[Excerpts from location labeling data]
* start *

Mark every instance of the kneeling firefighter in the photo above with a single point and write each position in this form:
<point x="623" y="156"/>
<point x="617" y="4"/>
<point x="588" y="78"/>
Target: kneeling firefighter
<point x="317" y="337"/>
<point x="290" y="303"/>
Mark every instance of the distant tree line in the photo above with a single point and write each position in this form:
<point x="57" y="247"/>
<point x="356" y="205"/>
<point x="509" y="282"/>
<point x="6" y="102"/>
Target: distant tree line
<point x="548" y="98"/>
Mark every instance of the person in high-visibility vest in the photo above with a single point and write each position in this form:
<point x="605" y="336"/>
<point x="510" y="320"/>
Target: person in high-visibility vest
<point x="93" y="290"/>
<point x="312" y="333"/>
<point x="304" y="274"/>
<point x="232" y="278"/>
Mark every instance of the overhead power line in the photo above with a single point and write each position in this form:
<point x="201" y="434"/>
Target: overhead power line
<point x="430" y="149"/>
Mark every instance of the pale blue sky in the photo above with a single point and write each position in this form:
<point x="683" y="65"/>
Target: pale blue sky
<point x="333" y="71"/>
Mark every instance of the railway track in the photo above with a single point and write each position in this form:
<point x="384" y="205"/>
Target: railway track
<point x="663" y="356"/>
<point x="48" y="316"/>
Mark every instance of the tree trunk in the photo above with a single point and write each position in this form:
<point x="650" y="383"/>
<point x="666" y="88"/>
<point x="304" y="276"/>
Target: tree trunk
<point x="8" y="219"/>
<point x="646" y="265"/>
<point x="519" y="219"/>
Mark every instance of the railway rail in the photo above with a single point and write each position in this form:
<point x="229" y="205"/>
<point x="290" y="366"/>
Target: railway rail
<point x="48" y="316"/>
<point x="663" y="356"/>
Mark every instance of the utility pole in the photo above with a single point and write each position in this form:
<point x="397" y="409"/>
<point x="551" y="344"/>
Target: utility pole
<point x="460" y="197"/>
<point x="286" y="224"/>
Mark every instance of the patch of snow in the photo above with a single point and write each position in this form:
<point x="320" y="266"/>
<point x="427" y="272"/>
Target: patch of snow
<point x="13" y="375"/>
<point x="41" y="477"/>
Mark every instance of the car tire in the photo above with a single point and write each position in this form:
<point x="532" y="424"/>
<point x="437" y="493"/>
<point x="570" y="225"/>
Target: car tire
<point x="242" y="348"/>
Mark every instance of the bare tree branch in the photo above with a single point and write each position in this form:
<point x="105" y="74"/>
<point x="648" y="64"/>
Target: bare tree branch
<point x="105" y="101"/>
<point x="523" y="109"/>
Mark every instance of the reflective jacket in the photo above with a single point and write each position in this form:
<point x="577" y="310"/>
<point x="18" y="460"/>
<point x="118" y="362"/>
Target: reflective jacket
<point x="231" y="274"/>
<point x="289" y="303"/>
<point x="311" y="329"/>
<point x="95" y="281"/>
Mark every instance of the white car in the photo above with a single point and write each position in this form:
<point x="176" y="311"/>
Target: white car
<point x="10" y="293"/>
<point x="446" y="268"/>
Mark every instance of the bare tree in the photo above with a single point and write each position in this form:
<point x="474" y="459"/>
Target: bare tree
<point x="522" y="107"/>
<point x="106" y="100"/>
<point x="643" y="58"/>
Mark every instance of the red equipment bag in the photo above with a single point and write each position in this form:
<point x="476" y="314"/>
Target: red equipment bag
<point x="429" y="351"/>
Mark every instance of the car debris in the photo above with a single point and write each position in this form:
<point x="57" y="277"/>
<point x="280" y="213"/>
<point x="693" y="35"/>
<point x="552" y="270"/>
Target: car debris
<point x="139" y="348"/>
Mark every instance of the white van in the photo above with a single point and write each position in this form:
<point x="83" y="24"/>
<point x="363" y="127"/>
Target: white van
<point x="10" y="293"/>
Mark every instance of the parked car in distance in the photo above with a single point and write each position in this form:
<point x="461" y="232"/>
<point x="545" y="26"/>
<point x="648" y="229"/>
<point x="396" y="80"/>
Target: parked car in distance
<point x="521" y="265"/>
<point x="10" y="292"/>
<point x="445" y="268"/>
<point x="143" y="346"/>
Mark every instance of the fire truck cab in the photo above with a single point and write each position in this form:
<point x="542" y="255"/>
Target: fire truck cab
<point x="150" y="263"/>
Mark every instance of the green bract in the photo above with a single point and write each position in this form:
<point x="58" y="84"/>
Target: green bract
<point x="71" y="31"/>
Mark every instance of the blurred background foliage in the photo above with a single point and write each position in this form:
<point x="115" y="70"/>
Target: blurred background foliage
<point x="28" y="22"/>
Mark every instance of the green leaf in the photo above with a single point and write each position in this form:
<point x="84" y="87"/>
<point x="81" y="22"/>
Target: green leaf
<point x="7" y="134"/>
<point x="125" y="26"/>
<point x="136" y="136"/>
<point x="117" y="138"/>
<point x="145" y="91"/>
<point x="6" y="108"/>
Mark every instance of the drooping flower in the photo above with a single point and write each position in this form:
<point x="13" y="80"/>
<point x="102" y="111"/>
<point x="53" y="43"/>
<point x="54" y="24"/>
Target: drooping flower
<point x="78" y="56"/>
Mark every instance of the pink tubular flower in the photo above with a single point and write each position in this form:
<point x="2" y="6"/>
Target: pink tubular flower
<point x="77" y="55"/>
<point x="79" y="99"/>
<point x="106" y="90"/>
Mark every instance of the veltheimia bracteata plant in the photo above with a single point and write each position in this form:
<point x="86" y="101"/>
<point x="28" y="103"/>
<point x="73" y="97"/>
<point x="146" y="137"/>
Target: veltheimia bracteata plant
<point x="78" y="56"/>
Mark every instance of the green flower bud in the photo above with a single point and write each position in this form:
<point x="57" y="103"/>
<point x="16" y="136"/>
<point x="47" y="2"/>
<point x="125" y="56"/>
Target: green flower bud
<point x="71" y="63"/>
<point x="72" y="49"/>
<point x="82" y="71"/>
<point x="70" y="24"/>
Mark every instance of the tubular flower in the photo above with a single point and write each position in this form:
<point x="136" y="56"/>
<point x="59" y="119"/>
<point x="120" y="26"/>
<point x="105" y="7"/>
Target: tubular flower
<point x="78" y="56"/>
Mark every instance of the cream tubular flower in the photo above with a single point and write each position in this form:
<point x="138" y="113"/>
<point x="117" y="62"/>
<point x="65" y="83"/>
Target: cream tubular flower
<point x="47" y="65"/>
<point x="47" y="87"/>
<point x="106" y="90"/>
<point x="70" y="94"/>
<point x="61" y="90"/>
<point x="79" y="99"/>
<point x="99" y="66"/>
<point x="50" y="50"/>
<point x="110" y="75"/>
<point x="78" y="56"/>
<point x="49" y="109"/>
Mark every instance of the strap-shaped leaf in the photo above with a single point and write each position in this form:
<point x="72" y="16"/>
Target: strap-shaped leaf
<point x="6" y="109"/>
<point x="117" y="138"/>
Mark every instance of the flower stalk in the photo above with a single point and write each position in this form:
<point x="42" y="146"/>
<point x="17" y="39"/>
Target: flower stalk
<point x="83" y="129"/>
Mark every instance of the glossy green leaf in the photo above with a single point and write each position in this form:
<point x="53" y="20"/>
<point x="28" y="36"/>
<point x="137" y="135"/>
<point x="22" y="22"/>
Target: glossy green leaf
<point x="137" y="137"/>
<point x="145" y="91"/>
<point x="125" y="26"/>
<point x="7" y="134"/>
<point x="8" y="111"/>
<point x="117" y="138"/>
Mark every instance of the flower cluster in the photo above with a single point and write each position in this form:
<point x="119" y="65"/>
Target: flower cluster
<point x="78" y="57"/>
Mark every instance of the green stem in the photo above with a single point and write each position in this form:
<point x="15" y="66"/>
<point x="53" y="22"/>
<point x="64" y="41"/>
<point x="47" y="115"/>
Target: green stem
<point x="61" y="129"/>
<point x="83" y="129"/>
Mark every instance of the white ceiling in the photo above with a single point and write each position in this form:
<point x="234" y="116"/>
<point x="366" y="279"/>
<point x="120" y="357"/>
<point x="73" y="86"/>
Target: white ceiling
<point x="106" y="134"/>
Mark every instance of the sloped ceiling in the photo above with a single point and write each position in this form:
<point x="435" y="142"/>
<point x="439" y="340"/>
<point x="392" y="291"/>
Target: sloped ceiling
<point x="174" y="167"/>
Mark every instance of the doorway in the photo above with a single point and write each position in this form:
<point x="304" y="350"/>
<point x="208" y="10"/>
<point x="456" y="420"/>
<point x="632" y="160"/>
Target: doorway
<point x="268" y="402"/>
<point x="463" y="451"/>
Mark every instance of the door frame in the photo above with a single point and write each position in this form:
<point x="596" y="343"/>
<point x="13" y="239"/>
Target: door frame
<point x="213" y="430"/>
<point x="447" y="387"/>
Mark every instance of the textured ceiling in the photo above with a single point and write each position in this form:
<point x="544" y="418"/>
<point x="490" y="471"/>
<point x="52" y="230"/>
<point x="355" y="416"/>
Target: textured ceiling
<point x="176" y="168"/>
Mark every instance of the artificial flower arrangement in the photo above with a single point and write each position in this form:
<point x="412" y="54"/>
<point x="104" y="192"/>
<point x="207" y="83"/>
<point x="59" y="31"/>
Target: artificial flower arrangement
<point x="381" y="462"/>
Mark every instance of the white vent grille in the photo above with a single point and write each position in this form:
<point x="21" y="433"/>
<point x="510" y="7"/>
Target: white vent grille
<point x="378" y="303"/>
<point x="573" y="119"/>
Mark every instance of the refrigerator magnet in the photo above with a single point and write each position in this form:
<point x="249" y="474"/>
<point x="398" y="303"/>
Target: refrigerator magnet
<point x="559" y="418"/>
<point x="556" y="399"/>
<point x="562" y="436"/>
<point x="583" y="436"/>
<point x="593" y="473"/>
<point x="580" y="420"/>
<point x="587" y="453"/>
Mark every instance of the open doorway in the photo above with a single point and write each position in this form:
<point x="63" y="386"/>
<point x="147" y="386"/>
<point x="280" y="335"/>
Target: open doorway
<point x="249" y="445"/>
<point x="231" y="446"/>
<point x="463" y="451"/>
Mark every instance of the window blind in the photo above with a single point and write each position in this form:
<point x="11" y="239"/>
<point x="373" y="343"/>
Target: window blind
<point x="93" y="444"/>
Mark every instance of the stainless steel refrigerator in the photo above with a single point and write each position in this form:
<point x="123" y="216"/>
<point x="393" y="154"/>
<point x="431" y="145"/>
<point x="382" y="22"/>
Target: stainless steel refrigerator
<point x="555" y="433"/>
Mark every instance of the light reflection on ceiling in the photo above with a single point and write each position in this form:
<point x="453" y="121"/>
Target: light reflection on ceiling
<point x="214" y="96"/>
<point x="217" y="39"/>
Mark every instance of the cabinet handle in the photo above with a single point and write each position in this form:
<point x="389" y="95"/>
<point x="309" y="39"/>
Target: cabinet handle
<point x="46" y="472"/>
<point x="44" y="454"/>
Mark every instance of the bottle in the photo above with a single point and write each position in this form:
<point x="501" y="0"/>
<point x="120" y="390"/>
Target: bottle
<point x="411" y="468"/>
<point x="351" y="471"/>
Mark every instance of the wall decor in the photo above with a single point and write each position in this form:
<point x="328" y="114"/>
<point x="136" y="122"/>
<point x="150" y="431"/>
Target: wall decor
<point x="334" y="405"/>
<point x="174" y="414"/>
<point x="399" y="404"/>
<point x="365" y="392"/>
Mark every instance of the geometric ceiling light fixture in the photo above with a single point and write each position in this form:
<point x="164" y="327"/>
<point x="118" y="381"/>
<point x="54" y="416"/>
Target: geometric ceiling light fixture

* end *

Requirement
Please render as a Markdown table, with columns headed Row and Line, the part of the records that starts with the line containing "Mark every instance of the glossy" and ends with the line containing "Target: glossy green leaf", both lines included and blank lines omitted.

Expected answer
| Row | Line |
|---|---|
| 1 | Mark every instance of the glossy green leaf in the photo above with a single point and write each position in this form: |
| 2 | <point x="53" y="20"/> |
| 3 | <point x="28" y="36"/> |
| 4 | <point x="137" y="135"/> |
| 5 | <point x="22" y="22"/> |
| 6 | Target: glossy green leaf |